◆ Task to complete: Could you retype the stretch of entries from the line containing "like [367, 47]." through the end of the entries, keeping every character exactly as it appears?

-- begin --

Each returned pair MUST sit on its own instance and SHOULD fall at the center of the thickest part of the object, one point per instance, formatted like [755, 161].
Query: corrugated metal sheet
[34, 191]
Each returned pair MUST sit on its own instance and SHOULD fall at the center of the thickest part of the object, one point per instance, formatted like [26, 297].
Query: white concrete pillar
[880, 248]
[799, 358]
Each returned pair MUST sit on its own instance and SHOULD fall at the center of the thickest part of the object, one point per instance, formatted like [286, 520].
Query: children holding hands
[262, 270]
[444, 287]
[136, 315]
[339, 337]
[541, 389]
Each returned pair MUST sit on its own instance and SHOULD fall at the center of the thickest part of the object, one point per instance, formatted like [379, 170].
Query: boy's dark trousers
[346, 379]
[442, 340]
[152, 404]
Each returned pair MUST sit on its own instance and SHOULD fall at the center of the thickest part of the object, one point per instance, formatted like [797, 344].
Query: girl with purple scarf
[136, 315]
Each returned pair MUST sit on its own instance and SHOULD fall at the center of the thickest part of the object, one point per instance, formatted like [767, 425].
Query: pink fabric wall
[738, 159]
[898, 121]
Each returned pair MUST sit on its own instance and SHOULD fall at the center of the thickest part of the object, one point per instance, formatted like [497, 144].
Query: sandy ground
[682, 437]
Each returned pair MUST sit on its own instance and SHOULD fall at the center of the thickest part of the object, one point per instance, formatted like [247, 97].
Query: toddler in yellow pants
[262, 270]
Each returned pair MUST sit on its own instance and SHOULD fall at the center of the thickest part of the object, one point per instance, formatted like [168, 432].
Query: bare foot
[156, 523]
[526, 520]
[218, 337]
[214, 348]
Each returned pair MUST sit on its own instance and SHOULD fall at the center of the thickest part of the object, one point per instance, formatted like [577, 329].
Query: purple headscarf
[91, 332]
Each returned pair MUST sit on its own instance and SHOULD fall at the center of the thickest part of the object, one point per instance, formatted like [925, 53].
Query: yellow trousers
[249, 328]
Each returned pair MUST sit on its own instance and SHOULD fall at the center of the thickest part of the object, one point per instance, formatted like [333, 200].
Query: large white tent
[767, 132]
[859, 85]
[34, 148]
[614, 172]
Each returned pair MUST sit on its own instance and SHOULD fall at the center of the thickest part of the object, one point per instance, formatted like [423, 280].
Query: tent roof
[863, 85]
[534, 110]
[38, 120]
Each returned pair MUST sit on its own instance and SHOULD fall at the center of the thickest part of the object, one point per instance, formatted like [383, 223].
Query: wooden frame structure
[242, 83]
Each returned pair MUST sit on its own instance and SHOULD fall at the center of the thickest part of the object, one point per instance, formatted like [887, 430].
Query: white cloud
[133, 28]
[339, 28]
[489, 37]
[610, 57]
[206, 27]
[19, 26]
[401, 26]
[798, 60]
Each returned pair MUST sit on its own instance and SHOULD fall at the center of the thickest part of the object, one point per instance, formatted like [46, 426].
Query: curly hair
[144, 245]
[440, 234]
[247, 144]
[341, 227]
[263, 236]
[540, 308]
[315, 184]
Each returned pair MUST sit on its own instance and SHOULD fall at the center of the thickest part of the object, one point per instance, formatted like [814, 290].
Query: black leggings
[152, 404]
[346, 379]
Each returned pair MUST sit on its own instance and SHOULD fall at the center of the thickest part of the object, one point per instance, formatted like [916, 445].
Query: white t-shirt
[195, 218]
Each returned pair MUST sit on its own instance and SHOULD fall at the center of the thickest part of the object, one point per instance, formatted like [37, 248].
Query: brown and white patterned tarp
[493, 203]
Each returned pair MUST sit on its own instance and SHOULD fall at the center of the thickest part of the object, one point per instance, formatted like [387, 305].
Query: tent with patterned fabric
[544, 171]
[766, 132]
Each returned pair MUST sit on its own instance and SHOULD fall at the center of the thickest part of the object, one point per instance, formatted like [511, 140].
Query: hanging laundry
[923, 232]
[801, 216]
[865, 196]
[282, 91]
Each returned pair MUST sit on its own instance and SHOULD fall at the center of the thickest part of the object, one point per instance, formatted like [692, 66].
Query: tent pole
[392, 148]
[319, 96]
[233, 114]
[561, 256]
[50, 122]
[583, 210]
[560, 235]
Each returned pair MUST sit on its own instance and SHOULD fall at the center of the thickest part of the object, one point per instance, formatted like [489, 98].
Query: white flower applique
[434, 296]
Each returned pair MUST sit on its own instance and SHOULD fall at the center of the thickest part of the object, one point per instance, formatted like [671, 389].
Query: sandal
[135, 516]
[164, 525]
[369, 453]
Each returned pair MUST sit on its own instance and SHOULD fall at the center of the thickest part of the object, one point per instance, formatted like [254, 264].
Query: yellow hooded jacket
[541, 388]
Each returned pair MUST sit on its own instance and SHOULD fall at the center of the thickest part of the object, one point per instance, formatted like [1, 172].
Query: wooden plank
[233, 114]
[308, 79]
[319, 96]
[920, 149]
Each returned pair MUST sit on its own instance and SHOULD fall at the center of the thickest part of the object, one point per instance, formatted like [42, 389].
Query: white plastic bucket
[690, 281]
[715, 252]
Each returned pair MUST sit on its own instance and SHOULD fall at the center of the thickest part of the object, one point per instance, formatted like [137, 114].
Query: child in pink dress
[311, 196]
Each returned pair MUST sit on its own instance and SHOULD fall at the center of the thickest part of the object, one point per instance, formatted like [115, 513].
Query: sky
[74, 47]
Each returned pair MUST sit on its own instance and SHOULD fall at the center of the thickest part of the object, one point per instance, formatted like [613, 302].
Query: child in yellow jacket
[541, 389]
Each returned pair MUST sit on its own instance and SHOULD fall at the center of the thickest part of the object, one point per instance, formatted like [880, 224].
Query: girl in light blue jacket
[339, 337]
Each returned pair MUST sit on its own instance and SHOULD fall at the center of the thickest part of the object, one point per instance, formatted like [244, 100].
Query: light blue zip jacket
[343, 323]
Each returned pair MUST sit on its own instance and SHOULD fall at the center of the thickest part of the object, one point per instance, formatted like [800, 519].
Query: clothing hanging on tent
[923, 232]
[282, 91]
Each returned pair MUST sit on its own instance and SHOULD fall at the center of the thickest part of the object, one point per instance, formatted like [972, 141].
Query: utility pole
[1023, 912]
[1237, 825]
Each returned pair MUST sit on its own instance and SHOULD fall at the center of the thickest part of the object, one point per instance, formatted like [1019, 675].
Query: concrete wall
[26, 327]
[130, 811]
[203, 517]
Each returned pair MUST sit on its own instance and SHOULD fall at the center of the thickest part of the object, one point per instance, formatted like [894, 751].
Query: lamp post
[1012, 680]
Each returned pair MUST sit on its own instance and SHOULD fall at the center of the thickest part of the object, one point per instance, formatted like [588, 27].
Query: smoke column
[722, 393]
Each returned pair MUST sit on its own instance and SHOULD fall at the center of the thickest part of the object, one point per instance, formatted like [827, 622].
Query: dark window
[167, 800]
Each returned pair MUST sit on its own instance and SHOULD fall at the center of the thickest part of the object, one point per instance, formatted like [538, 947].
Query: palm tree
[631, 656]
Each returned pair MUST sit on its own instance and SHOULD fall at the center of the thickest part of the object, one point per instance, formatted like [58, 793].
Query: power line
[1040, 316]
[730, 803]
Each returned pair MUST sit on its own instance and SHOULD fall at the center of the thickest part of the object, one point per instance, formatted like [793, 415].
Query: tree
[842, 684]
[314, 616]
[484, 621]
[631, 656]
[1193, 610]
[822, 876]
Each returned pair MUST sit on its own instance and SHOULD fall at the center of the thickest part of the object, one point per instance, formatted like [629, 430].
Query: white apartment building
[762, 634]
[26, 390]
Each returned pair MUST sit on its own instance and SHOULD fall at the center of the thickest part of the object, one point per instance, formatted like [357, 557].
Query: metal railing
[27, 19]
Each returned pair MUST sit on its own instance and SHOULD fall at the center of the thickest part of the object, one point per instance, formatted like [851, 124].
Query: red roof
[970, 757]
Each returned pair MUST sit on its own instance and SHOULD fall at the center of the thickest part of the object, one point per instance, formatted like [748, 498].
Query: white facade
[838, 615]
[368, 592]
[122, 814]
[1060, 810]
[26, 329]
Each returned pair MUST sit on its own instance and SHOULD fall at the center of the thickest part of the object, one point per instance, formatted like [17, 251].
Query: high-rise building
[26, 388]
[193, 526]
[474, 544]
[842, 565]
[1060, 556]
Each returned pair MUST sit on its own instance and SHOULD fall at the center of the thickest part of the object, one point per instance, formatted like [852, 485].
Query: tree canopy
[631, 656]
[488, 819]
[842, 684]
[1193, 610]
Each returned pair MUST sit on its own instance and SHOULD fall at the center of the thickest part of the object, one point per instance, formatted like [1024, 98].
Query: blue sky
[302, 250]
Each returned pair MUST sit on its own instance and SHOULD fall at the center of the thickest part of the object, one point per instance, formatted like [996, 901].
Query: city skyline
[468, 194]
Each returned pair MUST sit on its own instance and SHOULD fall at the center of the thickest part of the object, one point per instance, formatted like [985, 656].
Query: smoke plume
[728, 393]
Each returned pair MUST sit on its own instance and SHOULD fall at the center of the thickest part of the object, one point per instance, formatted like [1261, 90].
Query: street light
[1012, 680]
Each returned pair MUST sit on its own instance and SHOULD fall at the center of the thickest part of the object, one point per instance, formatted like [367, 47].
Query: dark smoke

-- end --

◆ Result for this task:
Each returned pair MUST sit on its own instance and SHOULD fall at the center of the thickest part of the object, one point per instance, formatted like [367, 47].
Query: dark smoke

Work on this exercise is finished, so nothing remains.